%%

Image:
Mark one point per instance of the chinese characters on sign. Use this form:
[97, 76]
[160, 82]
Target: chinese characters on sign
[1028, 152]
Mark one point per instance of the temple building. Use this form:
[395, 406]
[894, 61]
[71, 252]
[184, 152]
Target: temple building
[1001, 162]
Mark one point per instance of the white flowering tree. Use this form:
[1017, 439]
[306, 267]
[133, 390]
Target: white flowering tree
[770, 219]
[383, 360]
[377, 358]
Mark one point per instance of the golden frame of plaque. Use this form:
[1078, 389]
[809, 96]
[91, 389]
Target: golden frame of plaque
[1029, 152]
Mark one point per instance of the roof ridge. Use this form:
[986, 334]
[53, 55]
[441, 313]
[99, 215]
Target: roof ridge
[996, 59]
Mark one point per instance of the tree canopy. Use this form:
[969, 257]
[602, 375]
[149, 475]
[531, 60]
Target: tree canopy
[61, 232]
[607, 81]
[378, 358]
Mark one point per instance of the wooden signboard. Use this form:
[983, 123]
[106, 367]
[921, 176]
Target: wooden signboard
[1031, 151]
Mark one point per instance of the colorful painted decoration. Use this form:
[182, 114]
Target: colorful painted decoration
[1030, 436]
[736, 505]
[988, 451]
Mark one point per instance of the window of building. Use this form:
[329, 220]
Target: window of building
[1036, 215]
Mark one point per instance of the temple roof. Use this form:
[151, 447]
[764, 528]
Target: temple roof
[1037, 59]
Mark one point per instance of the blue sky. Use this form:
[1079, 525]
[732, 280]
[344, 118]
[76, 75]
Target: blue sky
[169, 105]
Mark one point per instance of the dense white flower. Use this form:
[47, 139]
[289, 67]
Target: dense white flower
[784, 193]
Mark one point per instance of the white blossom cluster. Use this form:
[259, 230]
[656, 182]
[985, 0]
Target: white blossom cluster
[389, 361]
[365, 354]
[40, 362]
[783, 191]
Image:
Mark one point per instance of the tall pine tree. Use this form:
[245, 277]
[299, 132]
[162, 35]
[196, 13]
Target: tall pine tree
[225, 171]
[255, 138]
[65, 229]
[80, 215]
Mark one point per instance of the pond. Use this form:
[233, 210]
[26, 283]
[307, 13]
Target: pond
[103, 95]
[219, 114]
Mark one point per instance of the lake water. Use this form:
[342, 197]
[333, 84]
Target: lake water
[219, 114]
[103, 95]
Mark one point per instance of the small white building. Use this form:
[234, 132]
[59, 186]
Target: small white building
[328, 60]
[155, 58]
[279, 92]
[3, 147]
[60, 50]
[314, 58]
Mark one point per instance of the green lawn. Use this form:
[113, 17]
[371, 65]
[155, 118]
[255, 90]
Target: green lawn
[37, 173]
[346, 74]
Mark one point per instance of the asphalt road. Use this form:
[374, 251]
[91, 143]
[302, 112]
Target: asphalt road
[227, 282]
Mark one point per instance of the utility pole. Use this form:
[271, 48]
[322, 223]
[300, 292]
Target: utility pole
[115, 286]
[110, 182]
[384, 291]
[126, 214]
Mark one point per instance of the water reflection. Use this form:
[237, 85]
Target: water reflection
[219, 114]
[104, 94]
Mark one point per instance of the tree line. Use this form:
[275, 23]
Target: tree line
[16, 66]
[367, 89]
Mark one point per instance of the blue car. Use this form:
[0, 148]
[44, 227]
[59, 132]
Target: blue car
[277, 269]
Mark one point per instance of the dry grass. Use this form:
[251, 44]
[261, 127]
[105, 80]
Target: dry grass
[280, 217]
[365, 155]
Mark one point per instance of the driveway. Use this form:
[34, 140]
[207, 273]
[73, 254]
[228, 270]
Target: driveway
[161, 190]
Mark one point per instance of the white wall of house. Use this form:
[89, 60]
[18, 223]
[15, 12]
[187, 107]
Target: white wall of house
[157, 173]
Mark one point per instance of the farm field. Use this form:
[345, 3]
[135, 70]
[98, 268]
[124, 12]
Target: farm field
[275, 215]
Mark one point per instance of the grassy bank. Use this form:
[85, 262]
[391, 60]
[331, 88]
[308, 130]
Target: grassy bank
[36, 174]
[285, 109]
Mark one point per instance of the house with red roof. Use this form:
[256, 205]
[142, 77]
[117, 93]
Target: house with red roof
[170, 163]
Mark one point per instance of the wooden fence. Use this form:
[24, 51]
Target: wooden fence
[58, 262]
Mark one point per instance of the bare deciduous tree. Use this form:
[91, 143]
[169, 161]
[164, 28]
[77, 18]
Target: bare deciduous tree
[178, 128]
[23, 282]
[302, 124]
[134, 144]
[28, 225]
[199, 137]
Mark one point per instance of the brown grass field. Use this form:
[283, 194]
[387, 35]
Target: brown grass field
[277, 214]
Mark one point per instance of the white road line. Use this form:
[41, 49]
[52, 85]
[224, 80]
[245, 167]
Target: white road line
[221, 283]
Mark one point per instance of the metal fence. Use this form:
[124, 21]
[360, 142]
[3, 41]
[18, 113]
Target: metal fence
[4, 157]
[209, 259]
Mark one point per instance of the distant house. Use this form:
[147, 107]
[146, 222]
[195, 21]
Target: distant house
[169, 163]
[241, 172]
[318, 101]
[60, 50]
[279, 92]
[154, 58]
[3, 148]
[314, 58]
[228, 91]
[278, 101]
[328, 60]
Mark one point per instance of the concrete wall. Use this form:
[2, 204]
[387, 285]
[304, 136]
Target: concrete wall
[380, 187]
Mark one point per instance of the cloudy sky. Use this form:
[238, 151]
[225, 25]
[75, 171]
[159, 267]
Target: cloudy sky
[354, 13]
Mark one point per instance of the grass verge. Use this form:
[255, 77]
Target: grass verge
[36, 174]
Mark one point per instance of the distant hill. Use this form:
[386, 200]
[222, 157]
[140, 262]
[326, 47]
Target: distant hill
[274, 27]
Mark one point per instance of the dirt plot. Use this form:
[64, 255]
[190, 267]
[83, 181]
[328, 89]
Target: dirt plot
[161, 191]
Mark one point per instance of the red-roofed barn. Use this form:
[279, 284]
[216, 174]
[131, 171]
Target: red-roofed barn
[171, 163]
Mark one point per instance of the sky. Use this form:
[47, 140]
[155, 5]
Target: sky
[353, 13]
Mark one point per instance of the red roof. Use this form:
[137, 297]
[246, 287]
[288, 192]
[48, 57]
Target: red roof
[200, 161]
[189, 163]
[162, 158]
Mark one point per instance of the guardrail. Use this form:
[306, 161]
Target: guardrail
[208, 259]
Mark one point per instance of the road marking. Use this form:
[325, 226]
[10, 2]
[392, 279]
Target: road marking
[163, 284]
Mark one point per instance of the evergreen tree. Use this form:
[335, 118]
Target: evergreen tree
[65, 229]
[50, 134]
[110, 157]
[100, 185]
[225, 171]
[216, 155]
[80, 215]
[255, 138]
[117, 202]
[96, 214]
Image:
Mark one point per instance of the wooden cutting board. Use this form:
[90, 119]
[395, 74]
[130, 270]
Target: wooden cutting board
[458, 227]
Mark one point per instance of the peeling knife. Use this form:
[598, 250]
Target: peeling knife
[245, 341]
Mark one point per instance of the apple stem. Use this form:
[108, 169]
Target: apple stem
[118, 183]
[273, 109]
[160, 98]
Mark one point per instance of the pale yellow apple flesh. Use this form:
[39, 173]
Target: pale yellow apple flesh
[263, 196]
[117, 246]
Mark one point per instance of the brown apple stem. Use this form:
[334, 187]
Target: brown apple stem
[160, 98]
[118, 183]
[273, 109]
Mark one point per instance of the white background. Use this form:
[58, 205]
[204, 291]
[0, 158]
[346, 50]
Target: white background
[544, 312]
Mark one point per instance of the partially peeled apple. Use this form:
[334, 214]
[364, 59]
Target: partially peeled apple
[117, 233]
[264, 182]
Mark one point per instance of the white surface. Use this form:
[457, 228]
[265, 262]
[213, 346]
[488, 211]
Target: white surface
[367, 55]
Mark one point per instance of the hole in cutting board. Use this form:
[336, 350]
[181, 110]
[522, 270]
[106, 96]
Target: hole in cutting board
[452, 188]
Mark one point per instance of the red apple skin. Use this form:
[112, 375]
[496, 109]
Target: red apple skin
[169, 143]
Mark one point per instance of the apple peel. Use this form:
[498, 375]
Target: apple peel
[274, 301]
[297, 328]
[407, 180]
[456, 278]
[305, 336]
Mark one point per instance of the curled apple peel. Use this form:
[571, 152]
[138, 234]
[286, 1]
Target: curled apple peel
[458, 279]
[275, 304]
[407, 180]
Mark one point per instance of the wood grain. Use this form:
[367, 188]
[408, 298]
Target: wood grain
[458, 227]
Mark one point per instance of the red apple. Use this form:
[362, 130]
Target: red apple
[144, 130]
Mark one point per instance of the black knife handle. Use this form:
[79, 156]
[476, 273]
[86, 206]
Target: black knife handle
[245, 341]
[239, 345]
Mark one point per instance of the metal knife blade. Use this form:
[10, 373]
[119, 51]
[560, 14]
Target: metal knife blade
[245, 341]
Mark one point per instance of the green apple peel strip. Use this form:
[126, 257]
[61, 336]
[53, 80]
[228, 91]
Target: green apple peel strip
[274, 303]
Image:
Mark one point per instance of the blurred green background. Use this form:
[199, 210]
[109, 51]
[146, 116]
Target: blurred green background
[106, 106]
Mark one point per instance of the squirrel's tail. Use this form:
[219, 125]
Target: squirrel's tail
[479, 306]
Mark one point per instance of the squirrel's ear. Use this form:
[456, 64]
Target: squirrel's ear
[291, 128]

%%

- _Problem details_
Repeat exactly, and only, the lines of the records above, starting with the line that contains "Mark one point per instance of the pale" and ending with the final line, both included.

- _Result below_
Mark one point per instance of the pale yellow apple flesh. Use this form:
[39, 173]
Target: pale yellow apple flesh
[263, 196]
[117, 246]
Mark one point per instance of the brown apple stem. Use this form:
[334, 187]
Target: brown apple stem
[160, 98]
[118, 183]
[273, 109]
Mark one point per instance of the white background. Use this form:
[58, 205]
[204, 291]
[0, 158]
[346, 50]
Target: white background
[544, 312]
Mark one point per instance of the partially peeled apple. Use this form:
[334, 214]
[364, 59]
Target: partially peeled apple
[117, 233]
[264, 182]
Mark one point per instance of the white surface. Use this form:
[457, 228]
[265, 262]
[213, 346]
[488, 211]
Target: white surface
[367, 55]
Mark one point per instance of the hole in cutting board. Use this form:
[336, 350]
[181, 110]
[522, 270]
[106, 96]
Target: hole in cutting board
[452, 188]
Mark one point per instance of the red apple skin. Use this form:
[112, 375]
[496, 109]
Target: red apple skin
[169, 143]
Mark one point per instance of the apple peel. Use this form:
[498, 375]
Target: apple peel
[274, 301]
[297, 328]
[407, 180]
[456, 278]
[305, 336]
Mark one point per instance of the curled apple peel. Use this form:
[571, 152]
[138, 234]
[286, 1]
Target: curled apple peel
[458, 279]
[275, 304]
[407, 180]
Mark one point per instance of the wood grain. Use this form:
[367, 188]
[408, 298]
Target: wood grain
[458, 227]
Mark one point per instance of the red apple. Use this form:
[362, 130]
Target: red apple
[144, 130]
Mark one point per instance of the black knife handle. Use this form:
[79, 156]
[476, 273]
[86, 206]
Target: black knife handle
[245, 341]
[239, 345]
Mark one point per instance of the metal knife blade. Use this form:
[10, 373]
[119, 51]
[560, 14]
Target: metal knife blade
[245, 341]
Mark one point per instance of the green apple peel strip. Use this form:
[126, 257]
[61, 336]
[53, 80]
[228, 91]
Target: green apple peel strip
[274, 303]
Image:
Mark one point per instance of the blurred green background. Use this form:
[199, 210]
[109, 51]
[146, 116]
Target: blurred green background
[106, 106]
Mark one point per instance of the squirrel's tail. Use this form:
[219, 125]
Target: squirrel's tail
[479, 306]
Mark one point per instance of the squirrel's ear. Use this form:
[456, 64]
Target: squirrel's ear
[291, 128]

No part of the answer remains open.